Scenes were 30 digitized (1024×768) and luminance-matched photographs of real-world scenes used in a previous experiment (Henderson et al., 2018). Of these, 10 depicted outdoor environments (5 street views), and 20 depicted indoor environments (3 kitchens, 5 living rooms, 2 desk areas, and 10 different room types). People were not present in any scenes.

Another set of 30 digitized images of comparable scenes (similar scene categories and time period, no people depicted) were selected from a Google image search and served as memory foils. Because we did not evaluate attentional guidance for the foils, meaning and salience were not quantified for these scenes, and the images were not luminance-matched.

Digit Sequences.

Digit sequences were selected randomly without replacement from all three digit numbers ranging from 100 to 999 (900 numbers total), then segmented into 30 groups of 30 sequences each such that each digit sequence in the articulatory suppression condition was unique.

Apparatus.

Eye movements were recorded with an SR Research EyeLink 1000+ tower mount eyetracker (spatial resolution 0.01) at a 1000 Hz sampling rate. Subjects sat 83 cm away from a 24.5” monitor such that scenes subtended approximately 26° × 19° visual angle at a resolution of 1024 × 768 pixels, presented in 4:3 aspect ratio. Head movements were minimized using a chin and forehead rest integrated with the eyetracker’s tower mount. Subjects were instructed to lean against the forehead rest to reduce head movement while allowing them to speak during the suppression task. Although viewing was binocular, eye movements were recorded from the right eye. The experiment was controlled using SR Research Experiment Builder software. Data were collected on two systems that were identical except that one subject computer operated using Windows 10, and the other used Windows 7.

Scene Memorization Procedure.

Subjects were told they would see a series of scenes to study for a later memory test. Subjects in the articulatory suppression condition were told each trial would begin with a sequence of 3 digits, and were instructed to repeat the sequence of digits aloud during the scene viewing period. After the instructions, a calibration procedure was conducted to map eye position to screen coordinates. Successful calibration required an average error of less than 0.49° and a maximum error below 0.99°.

Following successful calibration, there were 3 practice trials to familiarize subjects with the task prior to the experimental trials. In the suppression condition, during these practice trials participants studied three-digit sequences prior to viewing the scene. Practice digit sequences were 3 randomly sampled sequences from the range 1 to 99, in 3-digit format (e.g., “0 3 6” for 36). Subjects pressed any button on a button box to advance throughout the task.

| SET TASKS |
1) Answer these questions from the methods passage on the scene memorization study.
(a) How many of the scenes depicted outdoor environments?
(b) At what sampling rate were eye movements recorded?
(c) How far from the monitor did subjects sit?
2) Extend the methods passage on the scene memorization study, picking up after its final sentence.

[Stored items]

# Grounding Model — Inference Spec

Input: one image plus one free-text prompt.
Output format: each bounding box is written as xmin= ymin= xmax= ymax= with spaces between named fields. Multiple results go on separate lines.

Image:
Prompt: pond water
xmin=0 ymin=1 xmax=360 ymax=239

| EXERCISE RESULTS |
1)
(a) 10
(b) 1000 Hz
(c) 83 cm

2)
Each subject received a unique pseudo-random trial order that prevented two scenes of the same type (e.g., kitchen) from occurring consecutively. A trial proceeded as follows. First, a five-point fixation array was displayed to check calibration (Figure 1a). The subject fixated the center cross and the experimenter pressed a key to begin the trial if the fixation was stable, or reran the calibration procedure if not. Before the scene, subjects in the articulatory suppression condition saw the instruction “Study the sequence of digits shown below. Your task is to repeat these digits over and over out loud for 12 seconds while viewing an image of the scene” along with a sequence of 3 digits separated by spaces (e.g., “8 0 9”), and pressed a button to proceed (Figure 1b). The scene was shown for 12 seconds, during which time eye-movements were recorded (Figure 1c). After 12 seconds elapsed, subjects pressed a button to proceed to the next trial (Figure 1d). The trial procedure repeated until all 30 trials were complete.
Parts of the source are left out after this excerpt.